# ati2dvag Error Message



## IMP_99 (Apr 28, 2007)

My computer has been like this for about a month now and it hasn't changed I will explain the best I can and if you need more information please don't hesitate to let me know either through here or by PM.
---
My computer will be running fine as can be I can have lots or little programs open running and all of a sudden the mouse will become really laggy and then completely freeze. About 5-15 seconds later the blue 'screen of death' appears and tells me it is "ati2dvag" causing the issue. It mentions other codes and letters etc.. that I can provide you with the next time it freezes if needs be.
---
Thank you, IMP_99


----------



## IMP_99 (Apr 28, 2007)

Update: If it is of any help sometimes the toshiba laptop won't show anything when I have restarted it.


----------



## TheMatt (May 9, 2006)

Hi,

What video card do you have? I suggest downloading the latest stable catalyst drivers from here: http://www.techsupportforum.com/648501-post3.html

Be sure to uninstall your current ATI driver in device manager and install the new driver in safe mode.


----------



## IMP_99 (Apr 28, 2007)

Hi there,

Sorry to sound like a 'noob' but I am 
How do I find out what driver I have and how do I go into safe mode and install it etc..


----------



## TheMatt (May 9, 2006)

Right click on My Computer and select Manage. Then, go into Device Manager and look under Display adapters. It will tell you there.

To go into safe mode, and press and hold F8 right before Windows starts to load and you see the Windows XP loading icon. When you see a boot menu, select "Safe mode with networking".

Download the driver labeled as "Catalyst Control Center". Then, proceed to run the setup program in safe mode (it will not work in normal mode, Windows will promptly install its own driver when you reboot). Reboot, and start up normally, and you will have your new driver.


----------



## IMP_99 (Apr 28, 2007)

Thank you I found out the driver it is,

"ATI RADEON XPRESS 200M Series"

Now what do I do?


----------



## TheMatt (May 9, 2006)

Uninstall it. Then, go into safe mode with networking and download this driver:
http://ati.amd.com/support/drivers/xp/integrated-xp.html

Install it in safe mode, and then reboot. To install it, run the setup program and follow the wizard.


----------



## IMP_99 (Apr 28, 2007)

The 28.6 MB file? Just want to make sure.


----------



## IMP_99 (Apr 28, 2007)

OMG Man Something went wrong.

I did all that downloaded rebooted, safe mode with networking etc..
I went to install that driver program thing and halfway through it said "Set-up Could Not Find A Compatible Driver" or something like that and then said "Set-up Will No Exit"

Please Help..


----------



## TheMatt (May 9, 2006)

Try this driver:
https://a248.e.akamai.net/f/674/9206/0/www2.ati.com/drivers/7-4_xp_dd_44981.exe


----------



## IMP_99 (Apr 28, 2007)

That link doesn't work it redirects to "http://ati.amd.com/online/403/leech.asp"

And it says " 
Unauthorized download
We're sorry, but this download request cannot be authorized. As an option, you may visit any of the pages below for information about our services and products:"


----------



## TheMatt (May 9, 2006)

^^^^

Instructions →
1. Answer these questions about the ati2dvag error thread, one per line:
(a) About how long after the mouse freezes does the blue screen appear?
(b) What name did Device Manager show for the display driver?
(c) What address did the second driver link redirect to?
2. Supply the next part of the ati2dvag error thread, picking up from its final line.
The data comes from a separate source unrelated to the forum thread.

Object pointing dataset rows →
^^^^

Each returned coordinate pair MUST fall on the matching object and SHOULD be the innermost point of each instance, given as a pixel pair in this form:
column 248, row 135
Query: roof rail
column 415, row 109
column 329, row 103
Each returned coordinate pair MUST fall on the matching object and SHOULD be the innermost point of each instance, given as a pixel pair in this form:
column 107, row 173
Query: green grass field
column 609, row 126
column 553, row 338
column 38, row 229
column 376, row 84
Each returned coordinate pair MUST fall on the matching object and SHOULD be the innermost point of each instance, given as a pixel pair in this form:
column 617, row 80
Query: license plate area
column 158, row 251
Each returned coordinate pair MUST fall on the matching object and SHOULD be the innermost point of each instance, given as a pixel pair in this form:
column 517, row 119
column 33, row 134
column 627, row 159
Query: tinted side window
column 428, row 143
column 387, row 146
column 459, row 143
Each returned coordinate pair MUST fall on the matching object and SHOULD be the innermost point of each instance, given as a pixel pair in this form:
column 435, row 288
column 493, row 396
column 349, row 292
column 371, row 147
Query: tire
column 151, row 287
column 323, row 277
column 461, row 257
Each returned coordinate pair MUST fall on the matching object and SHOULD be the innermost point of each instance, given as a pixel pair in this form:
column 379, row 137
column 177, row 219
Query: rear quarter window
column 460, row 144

^^^^

Results for each task →
1.
(a) About 5-15 seconds.
(b) "ATI RADEON XPRESS 200M Series"
(c) http://ati.amd.com/online/403/leech.asp

2.
Sorry. Download the second driver from here:
http://ati.amd.com/support/drivers/xp/integratedip-xp.html


----------



## IMP_99 (Apr 28, 2007)

It says I need "DirectX 8" however I can only find version 9 which will not work


----------



## IMP_99 (Apr 28, 2007)

Update:

It says "DirectX 8 Needed" then it will say "Continue, yes or no" I tried yes to see and when it was running through set-up it said "Set-Up Could Not Find A Compatible Driver"


----------



## TheMatt (May 9, 2006)

Update to the latest DirectX here:
http://www.microsoft.com/windows/directx/default.mspx


----------



## IMP_99 (Apr 28, 2007)

I did that, I got 9.1 or 9.0, I kinda forgot but it seems the set-up for installing that ATI Driver isn't compatible with the 9.0 series of DirectX


----------



## IMP_99 (Apr 28, 2007)

The Correct Wording is;

"DirectX 8 is not installed
Please install it before installing the driver"


----------



## hwm54112 (Oct 10, 2005)

See this Thread as well as the link in it to toshiba. This may not be specific to the ATI driver indicated, rather it involves pci drivers on different machines, probably due to a windows update


----------



## IMP_99 (Apr 28, 2007)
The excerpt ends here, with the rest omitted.